From the first record below to the last, retype each one exactly.

Saved data entries
---+---

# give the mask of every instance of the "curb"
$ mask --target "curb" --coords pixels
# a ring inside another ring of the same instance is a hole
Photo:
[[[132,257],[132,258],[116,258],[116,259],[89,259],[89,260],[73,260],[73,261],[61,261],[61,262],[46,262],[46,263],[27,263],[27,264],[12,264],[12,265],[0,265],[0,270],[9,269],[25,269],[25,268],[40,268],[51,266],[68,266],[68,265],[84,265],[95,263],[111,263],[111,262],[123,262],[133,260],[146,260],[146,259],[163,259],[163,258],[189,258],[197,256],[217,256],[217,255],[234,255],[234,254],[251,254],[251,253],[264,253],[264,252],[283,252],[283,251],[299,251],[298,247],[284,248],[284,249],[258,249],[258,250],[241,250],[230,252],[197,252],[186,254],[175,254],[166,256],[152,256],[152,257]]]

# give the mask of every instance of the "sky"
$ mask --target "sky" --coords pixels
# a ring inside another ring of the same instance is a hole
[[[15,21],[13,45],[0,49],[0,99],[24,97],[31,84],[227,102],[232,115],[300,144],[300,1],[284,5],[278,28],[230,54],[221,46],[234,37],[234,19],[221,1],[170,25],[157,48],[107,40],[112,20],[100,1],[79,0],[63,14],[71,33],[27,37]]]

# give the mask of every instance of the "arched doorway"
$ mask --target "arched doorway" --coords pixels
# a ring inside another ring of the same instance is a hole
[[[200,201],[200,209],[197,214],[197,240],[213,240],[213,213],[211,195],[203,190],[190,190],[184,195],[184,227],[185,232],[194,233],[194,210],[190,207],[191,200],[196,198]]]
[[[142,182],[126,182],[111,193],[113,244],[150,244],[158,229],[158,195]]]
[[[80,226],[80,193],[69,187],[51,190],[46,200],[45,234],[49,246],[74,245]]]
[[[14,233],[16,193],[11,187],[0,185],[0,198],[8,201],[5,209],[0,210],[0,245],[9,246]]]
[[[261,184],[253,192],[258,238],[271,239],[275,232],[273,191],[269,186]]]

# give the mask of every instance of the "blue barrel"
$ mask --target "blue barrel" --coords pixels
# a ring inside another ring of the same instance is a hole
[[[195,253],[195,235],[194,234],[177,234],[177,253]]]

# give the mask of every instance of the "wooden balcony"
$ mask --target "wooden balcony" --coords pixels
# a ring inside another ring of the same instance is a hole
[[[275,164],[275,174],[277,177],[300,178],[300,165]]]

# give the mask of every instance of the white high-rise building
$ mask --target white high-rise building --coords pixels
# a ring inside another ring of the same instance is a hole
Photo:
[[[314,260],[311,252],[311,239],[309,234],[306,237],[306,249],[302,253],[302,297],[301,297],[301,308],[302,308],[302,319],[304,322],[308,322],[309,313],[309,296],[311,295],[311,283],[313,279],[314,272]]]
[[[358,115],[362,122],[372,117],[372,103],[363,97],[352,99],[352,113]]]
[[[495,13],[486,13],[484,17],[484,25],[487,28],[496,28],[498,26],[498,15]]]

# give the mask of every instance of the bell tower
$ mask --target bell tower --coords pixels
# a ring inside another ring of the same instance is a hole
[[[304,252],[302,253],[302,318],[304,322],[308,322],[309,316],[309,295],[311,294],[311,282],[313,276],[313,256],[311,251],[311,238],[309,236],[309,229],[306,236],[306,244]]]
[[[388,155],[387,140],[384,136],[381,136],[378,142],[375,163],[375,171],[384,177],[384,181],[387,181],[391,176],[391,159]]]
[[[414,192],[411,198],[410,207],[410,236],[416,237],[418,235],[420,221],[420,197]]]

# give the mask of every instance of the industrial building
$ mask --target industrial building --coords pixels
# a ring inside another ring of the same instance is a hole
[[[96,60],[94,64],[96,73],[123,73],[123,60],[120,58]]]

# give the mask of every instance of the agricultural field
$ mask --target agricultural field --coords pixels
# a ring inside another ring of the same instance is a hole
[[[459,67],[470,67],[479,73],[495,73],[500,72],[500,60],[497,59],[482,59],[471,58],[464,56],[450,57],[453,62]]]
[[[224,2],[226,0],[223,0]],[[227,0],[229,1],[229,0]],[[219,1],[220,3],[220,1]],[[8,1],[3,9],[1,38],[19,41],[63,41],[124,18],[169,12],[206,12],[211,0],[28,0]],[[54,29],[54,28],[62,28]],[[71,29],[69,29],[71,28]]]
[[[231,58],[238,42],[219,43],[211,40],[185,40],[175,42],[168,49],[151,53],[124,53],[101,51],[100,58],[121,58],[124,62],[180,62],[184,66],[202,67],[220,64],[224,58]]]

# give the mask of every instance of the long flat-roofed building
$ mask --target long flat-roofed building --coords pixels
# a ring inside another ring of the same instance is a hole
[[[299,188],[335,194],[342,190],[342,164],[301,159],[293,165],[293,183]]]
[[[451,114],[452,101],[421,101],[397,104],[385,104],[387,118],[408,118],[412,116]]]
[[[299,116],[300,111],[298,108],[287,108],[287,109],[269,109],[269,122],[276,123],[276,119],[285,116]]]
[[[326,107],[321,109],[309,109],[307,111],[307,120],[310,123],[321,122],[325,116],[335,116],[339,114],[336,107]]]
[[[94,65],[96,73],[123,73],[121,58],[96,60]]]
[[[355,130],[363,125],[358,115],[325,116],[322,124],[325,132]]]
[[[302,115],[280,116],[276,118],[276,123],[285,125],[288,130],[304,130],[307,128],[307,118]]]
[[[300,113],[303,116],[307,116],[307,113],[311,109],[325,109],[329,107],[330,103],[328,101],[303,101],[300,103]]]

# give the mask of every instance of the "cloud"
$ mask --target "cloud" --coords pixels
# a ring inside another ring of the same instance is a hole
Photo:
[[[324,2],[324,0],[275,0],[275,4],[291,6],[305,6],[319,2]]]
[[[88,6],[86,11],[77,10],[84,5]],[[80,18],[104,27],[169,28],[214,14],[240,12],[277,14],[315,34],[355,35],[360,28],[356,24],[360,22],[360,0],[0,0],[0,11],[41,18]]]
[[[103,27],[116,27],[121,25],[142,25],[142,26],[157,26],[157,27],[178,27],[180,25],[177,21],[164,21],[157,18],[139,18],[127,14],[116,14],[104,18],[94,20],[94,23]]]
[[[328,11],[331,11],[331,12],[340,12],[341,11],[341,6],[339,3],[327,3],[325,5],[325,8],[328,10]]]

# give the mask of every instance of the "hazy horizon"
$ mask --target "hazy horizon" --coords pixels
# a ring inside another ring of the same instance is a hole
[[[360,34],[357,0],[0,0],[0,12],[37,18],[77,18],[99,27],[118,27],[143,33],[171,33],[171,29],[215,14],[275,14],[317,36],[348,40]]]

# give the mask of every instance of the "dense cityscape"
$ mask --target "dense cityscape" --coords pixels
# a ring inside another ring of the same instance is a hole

---+---

Response
# give the mask of every instance of the "curb"
$ mask --target "curb" --coords pixels
# a ring inside another ring of the same instance is a hole
Photo:
[[[132,257],[132,258],[116,258],[116,259],[89,259],[89,260],[73,260],[73,261],[61,261],[61,262],[46,262],[46,263],[27,263],[27,264],[12,264],[12,265],[0,265],[0,270],[9,269],[25,269],[25,268],[40,268],[51,266],[68,266],[68,265],[84,265],[95,263],[111,263],[111,262],[123,262],[133,260],[146,260],[146,259],[163,259],[163,258],[189,258],[197,256],[217,256],[217,255],[234,255],[234,254],[251,254],[251,253],[264,253],[264,252],[283,252],[283,251],[299,251],[298,247],[284,248],[284,249],[258,249],[258,250],[241,250],[230,252],[197,252],[186,254],[175,254],[166,256],[152,256],[152,257]]]

# give the mask of every instance of the "sky"
$ mask --target "sky" --coords pixels
# a ring inside another ring of the same instance is a hole
[[[15,21],[13,45],[0,49],[0,99],[24,97],[31,84],[227,102],[232,115],[300,144],[300,1],[284,5],[278,28],[230,54],[221,46],[234,37],[234,19],[221,1],[170,25],[157,48],[107,40],[112,20],[100,1],[79,0],[63,14],[71,33],[27,37]]]

# give the mask of every instance of the "arched doorway"
$ mask --target "arched doorway" --coords pixels
# a ring inside another ring of the same instance is a hole
[[[200,201],[200,209],[197,214],[197,240],[213,240],[213,213],[211,195],[203,190],[190,190],[184,195],[184,227],[185,232],[194,233],[194,210],[190,207],[191,200],[196,198]]]
[[[142,182],[126,182],[111,193],[113,244],[150,244],[158,229],[158,195]]]
[[[80,226],[80,193],[69,187],[51,190],[46,200],[45,234],[49,246],[74,245]]]
[[[14,233],[16,193],[11,187],[0,185],[0,198],[8,201],[5,209],[0,210],[0,245],[9,246]]]
[[[261,184],[253,192],[258,238],[271,239],[275,232],[273,191],[269,186]]]

# give the mask of every instance of the "blue barrel"
$ mask --target "blue barrel" --coords pixels
# a ring inside another ring of the same instance is a hole
[[[195,253],[195,235],[194,234],[177,234],[177,253]]]

# give the mask of every instance of the "wooden balcony"
$ mask --target "wooden balcony" --coords pixels
# a ring inside another ring of the same instance is a hole
[[[275,164],[275,174],[277,177],[300,178],[300,165]]]

# give the mask of every instance of the white high-rise building
$ mask --target white high-rise building --coords pixels
# a ring inside another ring of the same instance is a hole
Photo:
[[[314,260],[311,252],[311,239],[309,234],[306,237],[306,249],[302,253],[302,297],[301,297],[301,308],[302,308],[302,319],[304,322],[308,322],[309,313],[309,296],[311,295],[311,283],[313,279],[314,272]]]
[[[358,115],[362,122],[372,117],[372,103],[363,97],[352,99],[352,113]]]
[[[495,13],[486,13],[484,17],[484,25],[487,28],[496,28],[498,26],[498,15]]]

# give the mask of every instance of the bell tower
$ mask --target bell tower --coords pixels
# a ring inside another ring of the same instance is a hole
[[[304,252],[302,253],[302,318],[304,322],[308,322],[309,316],[309,295],[311,294],[311,282],[313,276],[313,256],[311,251],[311,238],[309,236],[309,229],[306,236],[306,244]]]
[[[388,155],[387,140],[384,136],[381,136],[378,142],[375,163],[375,171],[384,177],[384,181],[387,181],[391,176],[391,159]]]
[[[414,192],[411,198],[410,207],[410,236],[416,237],[418,235],[420,221],[420,197]]]

# give the mask of every instance of the industrial building
$ mask --target industrial building --coords pixels
# a ring inside another ring of the same instance is a hole
[[[96,60],[94,64],[96,73],[123,73],[123,60],[120,58]]]

# give the mask of every instance of the agricultural field
$ mask --target agricultural field --coords pixels
# a ring inside another ring of the same instance is a hole
[[[459,67],[470,67],[479,73],[495,73],[500,72],[500,60],[497,59],[482,59],[471,58],[464,56],[450,57],[453,62]]]
[[[224,2],[226,0],[223,0]],[[227,0],[229,1],[229,0]],[[219,1],[220,3],[220,1]],[[8,1],[3,9],[1,38],[19,41],[63,41],[124,18],[169,12],[206,12],[211,0],[28,0]],[[54,29],[54,28],[62,28]],[[71,29],[69,29],[71,28]]]
[[[231,58],[238,42],[219,43],[211,40],[185,40],[175,42],[168,49],[151,53],[124,53],[101,51],[100,58],[121,58],[124,62],[180,62],[184,66],[202,67],[220,64],[224,58]]]

# give the mask of every instance of the long flat-roofed building
$ mask --target long flat-roofed building --coords pixels
# a ring inside another ring of the same instance is a hole
[[[299,188],[335,194],[342,190],[342,164],[301,159],[293,165],[293,183]]]
[[[451,114],[452,101],[421,101],[397,104],[385,104],[387,118],[408,118],[412,116]]]
[[[299,116],[300,111],[298,108],[287,108],[287,109],[269,109],[269,122],[276,123],[276,119],[285,116]]]
[[[326,107],[321,109],[309,109],[307,111],[307,120],[310,123],[321,122],[325,116],[335,116],[339,114],[336,107]]]
[[[94,65],[96,73],[123,73],[121,58],[96,60]]]
[[[355,130],[363,125],[358,115],[325,116],[322,124],[325,132]]]
[[[302,115],[280,116],[276,118],[276,123],[285,125],[288,130],[304,130],[307,128],[307,118]]]
[[[300,113],[303,116],[307,116],[307,113],[311,109],[325,109],[329,107],[330,103],[328,101],[303,101],[300,103]]]

# give the mask of every instance of the "cloud"
$ mask --target "cloud" --coords pixels
# a ring inside another ring of the same instance is a hole
Photo:
[[[324,2],[324,0],[275,0],[275,4],[291,6],[305,6],[319,2]]]
[[[88,6],[86,11],[77,10],[84,5]],[[80,18],[104,27],[169,28],[214,14],[240,12],[277,14],[315,34],[355,35],[360,28],[356,24],[360,22],[360,0],[0,0],[0,11],[41,18]]]
[[[103,27],[116,27],[121,25],[142,25],[142,26],[157,26],[157,27],[178,27],[180,25],[177,21],[164,21],[157,18],[139,18],[127,14],[116,14],[104,18],[94,20],[94,23]]]
[[[328,11],[331,11],[331,12],[340,12],[341,11],[341,6],[339,3],[327,3],[325,5],[325,8],[328,10]]]

# give the mask of every instance of the "hazy horizon"
$ mask --target "hazy horizon" --coords pixels
# a ring inside another ring of the same instance is a hole
[[[360,34],[357,0],[0,0],[0,12],[37,18],[77,18],[99,27],[118,27],[143,33],[171,33],[171,29],[215,14],[275,14],[317,36],[348,40]]]

# give the mask of every instance of the "dense cityscape"
$ mask --target "dense cityscape" --coords pixels
# a ring inside another ring of the same instance is a hole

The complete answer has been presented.